» Extract provided:
It probably comes as no shock that business culture is changing. With the changes and flexibility required during the pandemic, workplaces had to shift how and where their employees got work done, and these changes aren’t going away. Over the past two years, people have gained a new perspective on what they want out of life, prompting the “Great Resignation.” Companies now need to figure out how to forge ahead and create new employer branding strategies to not only keep attracting top talent in their field but to keep their current employees happy and valued.

While evaluating your business from the inside out and researching your digital footprint are essential, you’ll also want to consider the below points to ensure your company is authentic and personable.

Tips to Building a Strong Employer Brand to Attract & Retain Top Talent

1. Consider The Customer’s Point of View in Your Decisions

Sure, it’s essential to get feedback from current and past employees on your company’s culture, you’ll also want to check how things are going from your customer’s point of view. In today’s volatile job marketing, customers are feeling the brunt of the issue, caused by the Great Resignation, Big Quit and the constant shifting of positions.

For example, if a customer has been working with a specific representative at your company, and that representative leaves, the new hire who takes their place may not fully understand what is going on and struggle simply to get up to speed with all of their newly acquired accounts. This results in frustration and customers feeling like they need to start from scratch.

To address this we recommend that make a diligent effort to check in on your key customers to see how they’re feeling and to get vital feedback on areas where your company can improve their experience. Customers understand that many companies are struggling with staffing shortages, while you alone can’t change the external factors that are leading to the current climate, you can make it clear that you are there to help your customers through these challenging times.

2. Invest in Your Employees

Humans love knowing they’re appreciated. In this new culture, it’s imperative that you show your employees that you care about them, but professionally and personally. A recent study by Pew Research showed most people who quit their jobs in 2021 did so due to low pay and not feeling respected.

One way to show your employees how much you appreciate and value them is by investing in their professional development, education, and personal growth. The impact of your efforts to create opportunities for continuing education or bring in speakers like Nahamani Yisrael, or investing in corporate wellness will show that you are sincere in your desire to help them be their best selves. You can also highlight different employees each week on your social media platforms to show the value they add to your company.

» Source data:

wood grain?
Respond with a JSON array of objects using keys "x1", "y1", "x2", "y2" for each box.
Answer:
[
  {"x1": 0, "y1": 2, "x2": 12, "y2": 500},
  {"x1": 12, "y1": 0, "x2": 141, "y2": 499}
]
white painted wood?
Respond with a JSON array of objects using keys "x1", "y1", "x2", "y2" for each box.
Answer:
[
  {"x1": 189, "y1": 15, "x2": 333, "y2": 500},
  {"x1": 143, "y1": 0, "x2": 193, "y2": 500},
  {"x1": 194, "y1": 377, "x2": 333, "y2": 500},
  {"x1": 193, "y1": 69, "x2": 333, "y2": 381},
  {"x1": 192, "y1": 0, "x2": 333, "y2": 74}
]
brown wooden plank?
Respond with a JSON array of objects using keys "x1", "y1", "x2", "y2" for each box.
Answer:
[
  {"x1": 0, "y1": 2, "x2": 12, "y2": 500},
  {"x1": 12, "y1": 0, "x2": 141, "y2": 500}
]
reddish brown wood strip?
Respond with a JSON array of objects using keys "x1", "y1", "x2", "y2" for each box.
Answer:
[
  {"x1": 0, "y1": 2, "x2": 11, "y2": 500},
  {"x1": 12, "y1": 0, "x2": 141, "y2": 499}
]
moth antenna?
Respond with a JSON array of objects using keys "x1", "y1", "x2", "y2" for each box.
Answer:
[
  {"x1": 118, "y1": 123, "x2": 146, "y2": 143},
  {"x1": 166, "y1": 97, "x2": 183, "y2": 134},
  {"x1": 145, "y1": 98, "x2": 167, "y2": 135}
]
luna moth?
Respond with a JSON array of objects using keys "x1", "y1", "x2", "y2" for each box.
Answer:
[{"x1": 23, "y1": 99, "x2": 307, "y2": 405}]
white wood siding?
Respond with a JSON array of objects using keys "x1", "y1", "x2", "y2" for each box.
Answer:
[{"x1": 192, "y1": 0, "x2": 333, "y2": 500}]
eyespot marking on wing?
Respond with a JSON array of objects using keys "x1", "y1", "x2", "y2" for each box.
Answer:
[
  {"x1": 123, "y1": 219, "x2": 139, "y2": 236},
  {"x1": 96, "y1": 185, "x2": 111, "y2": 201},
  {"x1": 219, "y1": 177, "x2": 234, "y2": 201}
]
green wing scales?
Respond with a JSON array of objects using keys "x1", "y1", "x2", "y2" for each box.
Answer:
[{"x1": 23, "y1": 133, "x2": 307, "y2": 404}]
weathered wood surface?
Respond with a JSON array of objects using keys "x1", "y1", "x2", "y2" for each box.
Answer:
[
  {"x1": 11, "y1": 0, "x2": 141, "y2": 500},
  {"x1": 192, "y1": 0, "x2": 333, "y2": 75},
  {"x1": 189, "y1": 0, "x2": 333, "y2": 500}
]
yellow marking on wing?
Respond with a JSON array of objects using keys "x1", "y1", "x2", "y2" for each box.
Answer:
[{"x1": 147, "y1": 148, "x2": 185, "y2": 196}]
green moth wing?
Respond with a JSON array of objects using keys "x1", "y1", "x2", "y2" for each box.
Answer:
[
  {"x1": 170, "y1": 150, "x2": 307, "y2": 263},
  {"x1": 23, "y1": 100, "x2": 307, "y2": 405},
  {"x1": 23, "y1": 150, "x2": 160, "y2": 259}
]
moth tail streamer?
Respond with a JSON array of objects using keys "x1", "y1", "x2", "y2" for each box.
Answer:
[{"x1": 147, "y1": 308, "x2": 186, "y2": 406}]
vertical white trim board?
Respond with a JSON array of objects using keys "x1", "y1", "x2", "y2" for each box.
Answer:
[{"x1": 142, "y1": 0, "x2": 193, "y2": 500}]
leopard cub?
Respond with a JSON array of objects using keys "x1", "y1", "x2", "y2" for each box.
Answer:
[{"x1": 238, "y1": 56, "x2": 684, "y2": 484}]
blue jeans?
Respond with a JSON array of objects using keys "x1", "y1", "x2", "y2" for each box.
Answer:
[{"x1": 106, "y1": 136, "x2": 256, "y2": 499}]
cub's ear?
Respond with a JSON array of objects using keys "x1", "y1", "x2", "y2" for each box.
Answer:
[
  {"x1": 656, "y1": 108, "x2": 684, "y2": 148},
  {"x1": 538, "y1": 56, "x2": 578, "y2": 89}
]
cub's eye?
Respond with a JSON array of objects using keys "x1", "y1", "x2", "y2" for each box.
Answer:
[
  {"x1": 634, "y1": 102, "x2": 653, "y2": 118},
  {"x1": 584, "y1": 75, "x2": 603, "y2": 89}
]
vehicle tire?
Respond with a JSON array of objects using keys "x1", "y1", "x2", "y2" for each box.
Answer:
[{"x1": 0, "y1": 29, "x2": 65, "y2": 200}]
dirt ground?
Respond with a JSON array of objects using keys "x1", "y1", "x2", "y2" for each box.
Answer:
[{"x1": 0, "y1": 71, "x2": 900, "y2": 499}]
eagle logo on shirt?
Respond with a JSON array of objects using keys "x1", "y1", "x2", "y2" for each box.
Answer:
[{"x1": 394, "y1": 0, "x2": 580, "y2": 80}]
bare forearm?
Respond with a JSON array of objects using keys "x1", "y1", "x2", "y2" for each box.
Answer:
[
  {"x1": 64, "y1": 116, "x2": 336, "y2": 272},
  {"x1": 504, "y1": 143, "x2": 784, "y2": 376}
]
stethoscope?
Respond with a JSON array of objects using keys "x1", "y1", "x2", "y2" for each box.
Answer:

» Using the information:
(1) Answer these questions about the article on employer branding:
(a) What two reasons did a Pew Research study give for why most people quit their jobs in 2021?
(b) What happens when a customer's representative leaves and a new hire takes over their accounts?
(c) Which speaker does the article name as someone a company could bring in?
(2) What would come next in the article on employer branding, starting after its last sentence?

» Responses for each task:
(1)
(a) Low pay and not feeling respected.
(b) The new hire may not fully understand what is going on and may struggle to get up to speed with the accounts. Customers become frustrated and feel they need to start from scratch.
(c) Nahamani Yisrael.

(2)
Investing in your employees isn’t just about helping them grow professionally, but personally, too. The Great Resignation has shown people are evaluating their priorities and life in a new light since the pandemic and putting more emphasis on creating a true work-life balance. This may mean creating a hybrid remote and in-office working model or re-evaluating vacation days. Whatever it is, your employees want to know they’re valued for their obligations both inside and outside of work.

3. Practice What You Preach

It’s one thing to use the right words and imagery in your branding message; it’s another to actually do the work to make meaningful changes for the better. Instead of simply talking about diversity and inclusion as small business owners it’s your responsibility to drive that change. Entrepreneurship gives you a unique opportunity to create a safe space where employees feel celebrated for their unique skills, experiences, and abilities.

Nahamani recently posted a video in which she shared a bit of advice she received from her grandfather many years ago. He told her if she were to succeed in the corporate world, she couldn’t wear her hair in locs. Unfortunately, this type of “advice” was commonplace for people of color in the workplace. Recent legislation such as The Crown Act made it illegal to discriminate against a person wearing their natural hair. At we are proud to support this effort and invite you to sign the petition brought forth by The Crown Coalition, but there is still plenty of work needed in this space. Fortunately, Nahamani did not follow her Grandfather’s advice, instead, she kept true to herself. 

Like Nahamani, many Black professionals struggle to find mentors that look like them and understand the nuances of the Black experience.  Similar feelings of exclusion can also hold true for individuals of various races with tattoos and piercings. These individuals are often told they need to cover their markings to be taken seriously or succeed in the corporate world. As you’re reading this you are encouraged to take a good look at your company culture and make sure that individuals with whom you work feel safe and comfortable being their true, authentic selves.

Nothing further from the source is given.